Aim: Write out, word for word, the passage of the forum thread about dogs saving their chews, starting with "This is so odd" and going on through "online chewed then.".

Document extract:

# Won't eat chews when I'm not home



## Jax08 (Feb 13, 2009)

This is so odd but I"m noticing a pattern in Jax. When I took her to work with me on cooler days and left her in the car, I always left a bully stick in with her. She never touched it. Would take it but then just put it down. In the morning, I"ve been giving her a dried trachea. Same thing. BUT when I get home, she immediately grabs her chew and quickly gnaws it down.

Has anyone else seen something similar? And WHY would she do this? It's a curious little quirk!


----------



## Daisy&Lucky's Mom (Apr 24, 2011)

Lucky and Daisy both only chewed their chews when we were home usually in the evening. It was our before bed ritual.They would save their chews all day till i get home and then while we are watching TV or online chewed then.


----------



## Jax08 (Feb 13, 2009)

That is exactly what Jax does? Why would they do that?! Are they depressed? Insecure? Full from breakfast? lol


----------



## Narny (Sep 8, 2010)

Thats so interesting. I wonder why they do that...


----------



## Lilie (Feb 3, 2010)

Both Hondo and Lonestar will not eat anything left in the kennel when I'm not home. And actually, I'll give Lonestar his breakfast of raw chicken (etc.) in his kennel in the morning. Then go outside to feed and take care of Tug. Lonestar will lay and wait (and watch me through the slider) till I come back into the house then grab his food like he's starving. This is a dog with high food drive. 

Do you practice NILIF? I often wonder if that could be part of it. I practice NILIF 24/7. Sometimes I wonder if they associate treats/food with me as part of the reward.

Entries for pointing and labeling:
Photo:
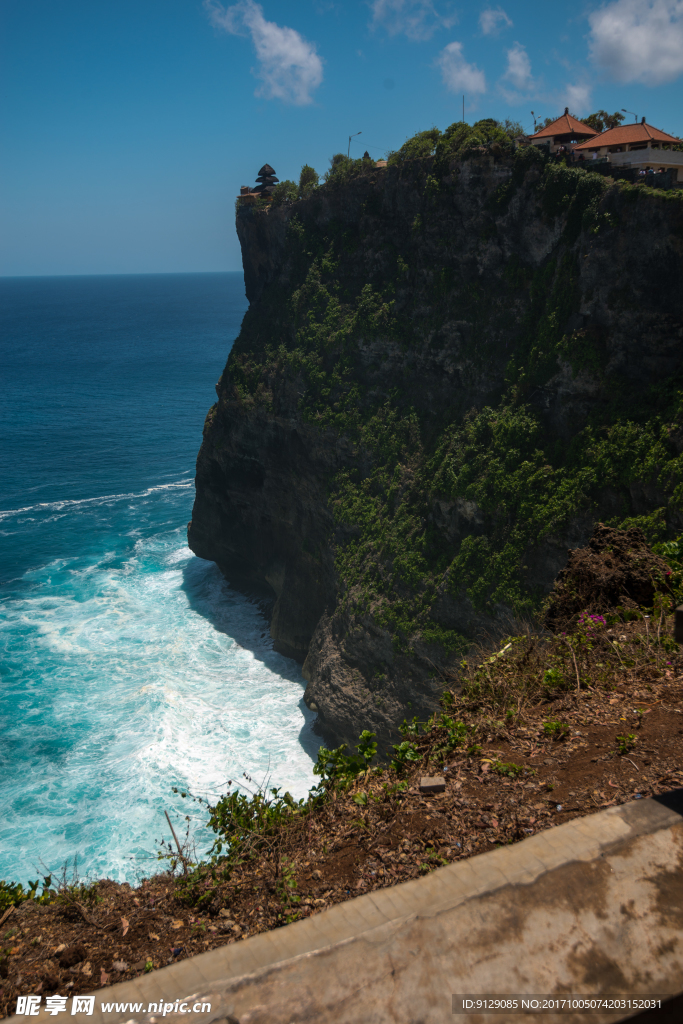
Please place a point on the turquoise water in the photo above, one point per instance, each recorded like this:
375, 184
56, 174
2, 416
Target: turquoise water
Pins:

Answer to the task:
This is so odd but I"m noticing a pattern in Jax. When I took her to work with me on cooler days and left her in the car, I always left a bully stick in with her. She never touched it. Would take it but then just put it down. In the morning, I"ve been giving her a dried trachea. Same thing. BUT when I get home, she immediately grabs her chew and quickly gnaws it down.

Has anyone else seen something similar? And WHY would she do this? It's a curious little quirk!


----------



## Daisy&Lucky's Mom (Apr 24, 2011)

Lucky and Daisy both only chewed their chews when we were home usually in the evening. It was our before bed ritual.They would save their chews all day till i get home and then while we are watching TV or online chewed then.